● **Aim of the exercise**:
Please reproduce all of the entries exactly, without omitting any.

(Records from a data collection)
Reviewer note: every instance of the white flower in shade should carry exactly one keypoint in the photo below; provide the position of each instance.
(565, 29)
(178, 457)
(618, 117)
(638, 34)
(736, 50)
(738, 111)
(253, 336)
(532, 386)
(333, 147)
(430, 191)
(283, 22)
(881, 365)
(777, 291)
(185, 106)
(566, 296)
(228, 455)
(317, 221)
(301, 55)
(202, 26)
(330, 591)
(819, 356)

● **Response for this exercise**:
Reviewer note: every instance of the white flower in shade should carry exactly one keypoint in the photo below; provide the position of each instance.
(565, 29)
(178, 457)
(618, 117)
(638, 34)
(736, 50)
(738, 111)
(253, 336)
(532, 386)
(333, 147)
(430, 191)
(283, 22)
(881, 365)
(777, 291)
(185, 106)
(566, 296)
(228, 455)
(317, 221)
(301, 55)
(202, 26)
(330, 591)
(819, 356)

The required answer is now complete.